KURZE AUFGABE 1 |
Überführe bitte die Einträge vom ersten Eintrag bis einschließlich der Zeile mit "6), (556, 3)]" in eine JSON-Liste von Strings, je Zeile ein String und ohne Leerzeilen. Die Bilder gehören nicht in die Ausgabe.

Legende: Filmstill aus dem Propagandafilm «Der Schlag hat gesessen!» Oberstleutnant Wiechmann Karl-Ernst Schmidt

1989 – die Wende DDR-Kurzfilme zeigen: Das nahende Ende lag in der Luft

Sechs Personen warten vergeblich auf einen Anschlusszug. Mit ihnen träumt der Zuschauer von Andreas Dresens Film «Zug in die Ferne» aus dem Jahr 1989 von der Ferne. Die Winterthurer Kurzfilmtage zeigen mit dem Programm «Grenzzeit – Die Mauer und ihr Fall» einen filmischen Blick auf das Ende der DDR.

1961 waren die Verhältnisse noch klar: «Der Schlag hat gesessen!», so der Titel des Propagandafilms zum Bau der Mauer. Als Autor des knapp achtminütigen Werks war Oberstleutnant Wiechmann. Aus heutiger Sicht amüsiert der Ton des Kommentars, wenn er zum Beispiel heroisch den «Bonner Ultras» im Westen den Tarif durchgibt. Damals war das aber für die Menschen in der DDR bitterer Ernst.

KURZE AUFGABE 2 |
Beantworte zum Artikel über DDR-Kurzfilme folgende Fragen:
(a) Wie viele Personen warten in «Zug in die Ferne» vergeblich auf einen Anschlusszug?
(b) Unter welchem Titel zeigen die Winterthurer Kurzfilmtage ihr Programm?
(c) Wie lang ist der Propagandafilm «Der Schlag hat gesessen!»?

BEREITGESTELLTES MATERIAL |
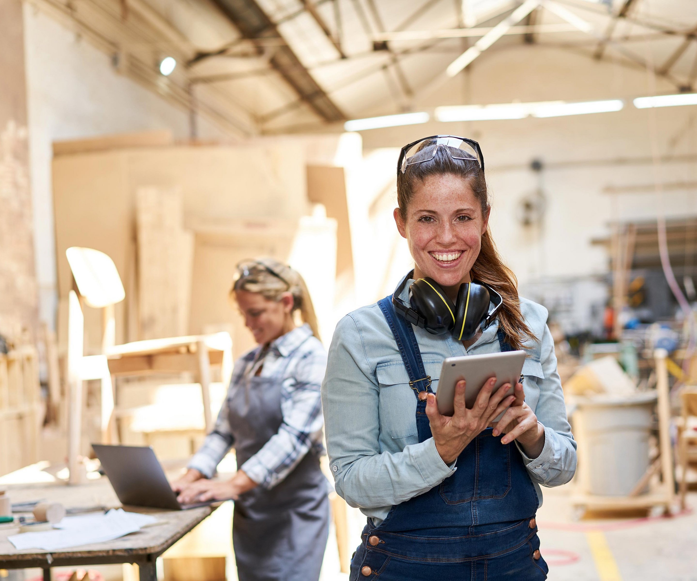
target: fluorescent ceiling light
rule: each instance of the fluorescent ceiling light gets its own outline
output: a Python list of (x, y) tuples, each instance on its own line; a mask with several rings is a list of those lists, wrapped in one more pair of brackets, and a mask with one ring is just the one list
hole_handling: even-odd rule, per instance
[(165, 56), (160, 63), (160, 72), (165, 77), (169, 77), (172, 74), (176, 66), (176, 61), (171, 56)]
[(526, 103), (468, 105), (436, 107), (439, 121), (477, 121), (491, 119), (522, 119), (530, 114)]
[(625, 104), (620, 99), (606, 101), (583, 101), (576, 103), (542, 103), (531, 112), (535, 117), (560, 117), (564, 115), (587, 115), (620, 111)]
[(638, 97), (634, 99), (634, 107), (637, 109), (649, 109), (652, 107), (677, 107), (681, 105), (697, 105), (697, 93), (657, 95), (655, 97)]
[(559, 117), (564, 115), (584, 115), (620, 111), (624, 103), (620, 99), (604, 101), (542, 101), (500, 105), (469, 105), (438, 107), (436, 119), (439, 121), (474, 121), (491, 119), (522, 119), (534, 117)]
[(346, 131), (365, 131), (366, 129), (379, 129), (382, 127), (397, 127), (401, 125), (417, 125), (427, 123), (431, 119), (428, 113), (400, 113), (397, 115), (383, 115), (381, 117), (367, 117), (365, 119), (352, 119), (344, 123)]
[(556, 2), (547, 1), (547, 0), (544, 0), (542, 3), (542, 6), (553, 14), (556, 14), (562, 20), (566, 20), (569, 24), (575, 27), (581, 32), (585, 32), (586, 34), (591, 34), (593, 32), (592, 24), (584, 20), (583, 18), (579, 18), (570, 10), (565, 8), (564, 6), (556, 3)]

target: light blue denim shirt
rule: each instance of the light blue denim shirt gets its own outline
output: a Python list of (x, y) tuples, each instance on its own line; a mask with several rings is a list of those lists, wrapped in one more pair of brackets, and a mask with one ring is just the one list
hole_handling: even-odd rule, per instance
[[(412, 282), (401, 295), (406, 301)], [(526, 402), (544, 426), (545, 439), (536, 458), (519, 449), (542, 504), (540, 485), (558, 486), (574, 476), (576, 442), (567, 420), (547, 310), (525, 299), (521, 299), (521, 310), (538, 338), (526, 345)], [(446, 357), (500, 351), (498, 319), (468, 349), (450, 335), (413, 329), (434, 391)], [(393, 505), (429, 490), (457, 469), (441, 460), (433, 438), (419, 442), (416, 398), (408, 382), (397, 343), (376, 303), (339, 321), (322, 384), (330, 465), (337, 492), (377, 521)]]

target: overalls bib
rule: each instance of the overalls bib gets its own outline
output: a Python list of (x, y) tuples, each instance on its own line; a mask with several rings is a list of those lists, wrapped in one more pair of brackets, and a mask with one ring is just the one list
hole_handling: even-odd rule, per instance
[[(395, 335), (417, 398), (419, 442), (431, 437), (421, 392), (433, 393), (411, 324), (395, 312), (392, 297), (378, 302)], [(499, 332), (501, 351), (510, 346)], [(363, 530), (351, 561), (351, 581), (535, 581), (546, 578), (535, 520), (537, 495), (520, 453), (487, 428), (457, 458), (439, 485), (392, 506)]]

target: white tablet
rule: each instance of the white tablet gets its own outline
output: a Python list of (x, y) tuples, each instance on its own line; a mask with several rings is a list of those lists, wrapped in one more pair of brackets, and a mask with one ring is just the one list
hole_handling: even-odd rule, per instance
[[(460, 379), (467, 382), (465, 388), (465, 404), (471, 408), (477, 395), (489, 377), (496, 378), (492, 393), (504, 384), (511, 384), (507, 395), (513, 393), (514, 386), (520, 379), (525, 361), (524, 351), (507, 351), (486, 355), (468, 355), (464, 357), (448, 357), (443, 362), (441, 378), (438, 382), (436, 400), (438, 409), (443, 416), (452, 416), (455, 411), (453, 398), (455, 384)], [(500, 416), (499, 416), (499, 418)], [(498, 420), (499, 418), (496, 418)]]

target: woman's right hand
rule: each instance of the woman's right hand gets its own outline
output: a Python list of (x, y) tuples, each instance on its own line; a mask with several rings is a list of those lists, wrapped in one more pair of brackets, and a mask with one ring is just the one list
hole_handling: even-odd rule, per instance
[(185, 474), (170, 483), (169, 485), (171, 486), (175, 492), (181, 492), (191, 483), (201, 480), (202, 478), (204, 478), (204, 475), (201, 472), (194, 468), (190, 468)]
[(431, 424), (431, 433), (436, 442), (436, 449), (445, 464), (452, 464), (467, 445), (484, 430), (493, 419), (515, 400), (514, 395), (506, 397), (510, 384), (501, 386), (492, 395), (496, 377), (490, 377), (477, 396), (471, 409), (465, 405), (464, 379), (455, 386), (455, 408), (452, 416), (442, 416), (438, 411), (436, 395), (429, 393), (426, 400), (426, 415)]

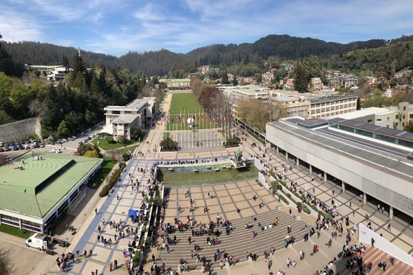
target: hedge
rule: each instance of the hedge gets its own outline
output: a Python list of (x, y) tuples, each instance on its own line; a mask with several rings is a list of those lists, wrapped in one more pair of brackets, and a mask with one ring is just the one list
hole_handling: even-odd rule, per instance
[(114, 173), (110, 175), (109, 180), (107, 181), (107, 184), (106, 184), (102, 188), (102, 190), (99, 192), (99, 197), (103, 197), (107, 196), (110, 190), (114, 187), (116, 182), (118, 182), (118, 179), (120, 176), (120, 174), (123, 171), (123, 169), (126, 167), (126, 164), (124, 162), (120, 162), (119, 164), (119, 168), (114, 171)]

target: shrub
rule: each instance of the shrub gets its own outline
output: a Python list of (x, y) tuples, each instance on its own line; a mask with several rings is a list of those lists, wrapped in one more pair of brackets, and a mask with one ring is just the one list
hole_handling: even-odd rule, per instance
[(301, 207), (303, 208), (303, 211), (304, 212), (304, 213), (310, 214), (311, 214), (311, 211), (310, 211), (310, 209), (308, 209), (308, 208), (307, 207), (306, 205), (305, 205), (304, 204), (300, 204)]
[(105, 138), (105, 140), (106, 140), (106, 142), (107, 142), (107, 143), (109, 143), (110, 144), (116, 143), (116, 142), (115, 142), (115, 140), (114, 140), (114, 138), (110, 136)]
[(124, 162), (127, 162), (131, 158), (129, 154), (123, 154), (122, 155), (122, 157), (123, 158)]

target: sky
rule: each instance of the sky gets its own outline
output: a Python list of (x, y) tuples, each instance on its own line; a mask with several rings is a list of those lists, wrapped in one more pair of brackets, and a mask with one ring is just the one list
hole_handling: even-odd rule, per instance
[(347, 43), (413, 34), (412, 0), (0, 0), (0, 34), (117, 56), (270, 34)]

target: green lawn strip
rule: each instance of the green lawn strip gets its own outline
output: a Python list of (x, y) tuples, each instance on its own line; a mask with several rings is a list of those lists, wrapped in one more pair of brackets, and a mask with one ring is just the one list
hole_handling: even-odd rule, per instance
[(135, 149), (136, 148), (136, 147), (138, 147), (137, 145), (132, 145), (132, 146), (127, 146), (126, 147), (124, 147), (121, 149), (118, 149), (118, 152), (119, 152), (120, 154), (127, 154), (129, 153), (129, 149), (132, 151), (132, 153), (134, 153), (134, 151), (135, 151)]
[(103, 162), (100, 169), (89, 180), (89, 187), (97, 189), (102, 182), (109, 175), (112, 168), (116, 164), (116, 160), (108, 157), (103, 157)]
[(32, 232), (28, 231), (24, 229), (21, 230), (17, 228), (8, 226), (7, 224), (2, 224), (1, 226), (0, 226), (0, 232), (25, 239), (28, 239), (30, 236), (33, 234), (33, 232)]
[[(205, 116), (206, 118), (205, 118)], [(193, 119), (193, 127), (189, 127), (189, 124), (187, 122), (189, 118)], [(219, 128), (218, 124), (209, 119), (209, 114), (204, 110), (193, 93), (180, 93), (172, 95), (169, 118), (169, 120), (165, 122), (167, 131)]]
[(165, 185), (167, 187), (181, 187), (226, 184), (257, 177), (258, 170), (255, 167), (250, 167), (242, 172), (233, 168), (219, 172), (160, 173), (158, 174), (158, 179), (165, 182)]

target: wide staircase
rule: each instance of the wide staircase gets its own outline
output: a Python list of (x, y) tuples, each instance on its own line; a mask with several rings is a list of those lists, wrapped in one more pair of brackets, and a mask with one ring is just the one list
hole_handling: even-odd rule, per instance
[[(267, 228), (262, 230), (258, 228), (258, 223), (263, 226), (268, 226), (274, 221), (276, 217), (278, 217), (279, 221), (278, 226), (272, 228)], [(172, 267), (176, 270), (180, 260), (183, 258), (187, 261), (191, 270), (200, 270), (202, 263), (195, 264), (196, 261), (197, 252), (193, 250), (193, 246), (198, 244), (201, 248), (200, 254), (200, 257), (205, 256), (210, 263), (213, 263), (213, 267), (219, 267), (220, 262), (224, 260), (223, 254), (224, 252), (229, 255), (233, 255), (236, 259), (236, 263), (247, 261), (246, 252), (248, 253), (256, 254), (262, 261), (264, 258), (263, 254), (264, 251), (269, 252), (270, 248), (273, 248), (277, 251), (284, 250), (284, 241), (286, 236), (294, 236), (295, 242), (302, 241), (303, 236), (308, 230), (301, 230), (305, 225), (308, 224), (301, 220), (297, 220), (293, 216), (282, 210), (272, 210), (266, 213), (255, 216), (257, 221), (254, 221), (251, 217), (243, 218), (232, 221), (233, 226), (235, 229), (229, 234), (225, 233), (224, 228), (219, 228), (221, 235), (218, 237), (220, 244), (217, 245), (209, 245), (206, 243), (208, 234), (204, 234), (200, 236), (193, 236), (191, 230), (183, 232), (176, 232), (175, 234), (169, 235), (171, 239), (173, 239), (173, 235), (176, 236), (177, 244), (169, 246), (170, 253), (167, 253), (165, 249), (160, 252), (160, 257), (156, 261), (159, 265), (165, 263), (166, 269)], [(253, 227), (246, 229), (245, 224), (251, 221)], [(291, 226), (292, 232), (287, 234), (287, 226)], [(196, 228), (195, 228), (196, 230)], [(255, 230), (257, 236), (251, 237), (251, 232)], [(191, 244), (188, 241), (188, 238), (191, 236)], [(213, 236), (210, 236), (212, 239)], [(162, 241), (161, 239), (158, 241)], [(220, 248), (221, 251), (216, 263), (214, 263), (213, 255), (217, 250)], [(193, 258), (191, 258), (191, 252), (193, 250)], [(147, 255), (147, 261), (151, 262), (151, 255)], [(224, 260), (225, 263), (225, 261)]]
[[(383, 272), (387, 274), (407, 275), (413, 274), (413, 267), (403, 263), (397, 259), (394, 260), (394, 265), (392, 265), (390, 259), (391, 256), (383, 250), (376, 247), (370, 247), (366, 250), (365, 253), (361, 255), (363, 257), (363, 267), (367, 270), (367, 264), (372, 262), (372, 272), (370, 275), (383, 274)], [(346, 258), (340, 259), (335, 266), (336, 273), (340, 275), (351, 275), (352, 272), (358, 269), (358, 265), (354, 265), (353, 268), (347, 269), (346, 267)], [(377, 265), (379, 262), (385, 262), (387, 266), (385, 272), (379, 270)]]

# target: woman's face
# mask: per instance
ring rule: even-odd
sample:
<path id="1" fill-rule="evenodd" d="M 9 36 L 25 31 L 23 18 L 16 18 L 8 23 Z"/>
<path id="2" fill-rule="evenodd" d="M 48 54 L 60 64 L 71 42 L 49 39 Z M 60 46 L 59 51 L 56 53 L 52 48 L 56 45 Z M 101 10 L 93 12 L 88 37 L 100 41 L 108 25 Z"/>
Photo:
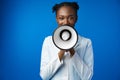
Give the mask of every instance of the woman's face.
<path id="1" fill-rule="evenodd" d="M 74 27 L 77 21 L 75 10 L 70 6 L 61 7 L 56 14 L 58 26 L 71 26 Z"/>

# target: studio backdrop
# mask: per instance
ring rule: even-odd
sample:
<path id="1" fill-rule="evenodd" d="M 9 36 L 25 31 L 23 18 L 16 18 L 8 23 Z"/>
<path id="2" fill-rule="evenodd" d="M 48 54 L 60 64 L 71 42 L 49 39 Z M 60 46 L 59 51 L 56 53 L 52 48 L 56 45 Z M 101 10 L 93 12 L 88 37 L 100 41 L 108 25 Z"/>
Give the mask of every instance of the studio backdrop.
<path id="1" fill-rule="evenodd" d="M 40 80 L 42 43 L 57 28 L 52 6 L 80 5 L 75 29 L 90 38 L 93 80 L 120 80 L 119 0 L 1 0 L 0 80 Z"/>

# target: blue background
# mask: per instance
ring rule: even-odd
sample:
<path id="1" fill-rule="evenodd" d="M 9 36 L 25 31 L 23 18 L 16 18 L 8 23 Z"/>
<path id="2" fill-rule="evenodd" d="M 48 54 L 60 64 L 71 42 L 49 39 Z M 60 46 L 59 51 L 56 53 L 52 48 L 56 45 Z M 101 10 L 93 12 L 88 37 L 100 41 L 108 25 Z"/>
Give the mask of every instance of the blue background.
<path id="1" fill-rule="evenodd" d="M 93 80 L 120 80 L 120 1 L 72 1 L 80 5 L 76 29 L 93 43 Z M 52 6 L 59 2 L 0 1 L 0 80 L 40 80 L 42 43 L 57 27 Z"/>

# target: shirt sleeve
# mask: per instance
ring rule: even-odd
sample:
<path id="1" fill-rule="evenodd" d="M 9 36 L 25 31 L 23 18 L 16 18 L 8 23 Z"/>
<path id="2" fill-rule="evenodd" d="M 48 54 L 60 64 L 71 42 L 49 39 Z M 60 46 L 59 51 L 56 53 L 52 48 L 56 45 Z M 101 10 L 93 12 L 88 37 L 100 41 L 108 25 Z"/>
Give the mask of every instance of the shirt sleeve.
<path id="1" fill-rule="evenodd" d="M 51 48 L 48 45 L 49 40 L 45 39 L 42 47 L 40 66 L 40 76 L 43 80 L 49 80 L 50 78 L 52 78 L 59 67 L 63 64 L 63 61 L 59 60 L 58 54 L 53 56 L 53 58 L 50 57 L 49 50 Z"/>
<path id="2" fill-rule="evenodd" d="M 71 58 L 72 65 L 81 80 L 91 80 L 93 76 L 93 49 L 91 41 L 88 41 L 83 59 L 78 55 L 78 52 L 75 52 Z"/>

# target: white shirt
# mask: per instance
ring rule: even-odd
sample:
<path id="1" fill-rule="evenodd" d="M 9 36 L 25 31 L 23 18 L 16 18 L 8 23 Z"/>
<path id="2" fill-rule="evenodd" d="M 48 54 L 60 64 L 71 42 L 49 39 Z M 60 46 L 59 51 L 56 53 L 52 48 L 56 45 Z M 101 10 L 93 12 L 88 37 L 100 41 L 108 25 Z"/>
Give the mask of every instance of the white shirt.
<path id="1" fill-rule="evenodd" d="M 60 61 L 58 49 L 52 36 L 45 38 L 42 54 L 40 76 L 43 80 L 91 80 L 93 75 L 93 49 L 90 39 L 79 36 L 74 47 L 75 54 L 70 57 L 65 52 Z"/>

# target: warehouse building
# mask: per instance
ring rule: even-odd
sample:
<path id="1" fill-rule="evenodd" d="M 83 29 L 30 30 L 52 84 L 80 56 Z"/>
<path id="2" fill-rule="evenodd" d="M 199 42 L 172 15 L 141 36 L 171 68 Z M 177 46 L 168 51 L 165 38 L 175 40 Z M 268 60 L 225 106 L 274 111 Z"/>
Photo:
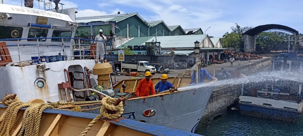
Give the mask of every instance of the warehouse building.
<path id="1" fill-rule="evenodd" d="M 168 26 L 171 30 L 170 35 L 185 35 L 185 31 L 180 25 Z"/>
<path id="2" fill-rule="evenodd" d="M 170 35 L 169 28 L 163 20 L 148 21 L 150 26 L 149 36 Z"/>
<path id="3" fill-rule="evenodd" d="M 99 29 L 102 29 L 108 40 L 114 46 L 115 43 L 123 42 L 129 37 L 148 35 L 149 25 L 137 13 L 78 17 L 76 20 L 79 27 L 75 37 L 86 36 L 93 39 L 99 34 Z"/>

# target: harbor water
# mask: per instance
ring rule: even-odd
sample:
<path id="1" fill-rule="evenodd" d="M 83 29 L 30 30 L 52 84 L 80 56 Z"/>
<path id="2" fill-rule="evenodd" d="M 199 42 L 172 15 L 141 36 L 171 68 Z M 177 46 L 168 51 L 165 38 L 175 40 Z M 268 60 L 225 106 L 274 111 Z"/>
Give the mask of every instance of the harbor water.
<path id="1" fill-rule="evenodd" d="M 271 77 L 271 79 L 272 80 L 276 80 L 275 77 L 290 80 L 303 80 L 299 73 L 270 72 L 270 67 L 265 67 L 259 71 L 260 72 L 248 74 L 244 79 L 218 81 L 214 85 L 258 82 L 265 79 L 268 76 Z M 283 85 L 286 86 L 287 84 L 285 83 Z M 303 136 L 303 121 L 301 119 L 297 123 L 282 122 L 241 114 L 236 108 L 231 110 L 231 107 L 228 109 L 226 114 L 216 117 L 208 125 L 198 125 L 195 133 L 206 136 Z"/>
<path id="2" fill-rule="evenodd" d="M 229 110 L 195 133 L 212 136 L 302 136 L 303 122 L 285 122 L 241 114 Z"/>

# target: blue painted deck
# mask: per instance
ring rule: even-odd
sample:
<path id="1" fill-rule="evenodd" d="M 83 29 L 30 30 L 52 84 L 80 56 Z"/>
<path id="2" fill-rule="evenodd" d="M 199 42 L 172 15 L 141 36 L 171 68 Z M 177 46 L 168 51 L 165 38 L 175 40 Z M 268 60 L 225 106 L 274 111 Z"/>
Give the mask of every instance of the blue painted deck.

ÜBUNGSERGEBNIS 1 |
[
  "target: fluorescent ceiling light",
  "rule: each instance of the fluorescent ceiling light gets its own outline",
  "output: a Python list of (x, y) tuples, each instance on its own line; a mask with several rings is a list of those lists, wrapped in one more pair of brackets, and a mask with one ring is just the one list",
  "hole_handling: even-odd rule, per instance",
  "[(165, 56), (160, 63), (160, 72), (165, 77), (169, 77), (172, 74), (176, 66), (176, 61), (171, 56)]",
  "[(526, 103), (468, 105), (436, 107), (439, 121), (477, 121), (491, 119), (522, 119), (530, 114)]",
  "[(625, 104), (620, 99), (606, 101), (583, 101), (576, 103), (542, 103), (531, 112), (535, 117), (560, 117), (564, 115), (587, 115), (620, 111)]",
  "[(638, 97), (634, 99), (634, 107), (637, 109), (649, 109), (652, 107), (677, 107), (681, 105), (697, 105), (697, 93), (657, 95), (655, 97)]",
  "[(559, 117), (564, 115), (584, 115), (620, 111), (624, 103), (620, 99), (604, 101), (542, 101), (500, 105), (469, 105), (438, 107), (436, 119), (439, 121), (474, 121), (491, 119), (522, 119), (534, 117)]",
  "[(346, 131), (365, 131), (366, 129), (379, 129), (382, 127), (397, 127), (401, 125), (417, 125), (427, 123), (431, 119), (428, 113), (400, 113), (397, 115), (383, 115), (381, 117), (367, 117), (365, 119), (352, 119), (344, 123)]",
  "[(556, 2), (547, 1), (547, 0), (544, 0), (542, 3), (542, 6), (553, 14), (556, 14), (562, 20), (566, 20), (569, 24), (575, 27), (581, 32), (585, 32), (586, 34), (591, 34), (593, 32), (592, 24), (584, 20), (583, 18), (579, 18), (570, 10), (565, 8), (564, 6), (556, 3)]"
]

ÜBUNGSERGEBNIS 2 |
(a) Sechs Personen.
(b) «Grenzzeit – Die Mauer und ihr Fall».
(c) Knapp acht Minuten.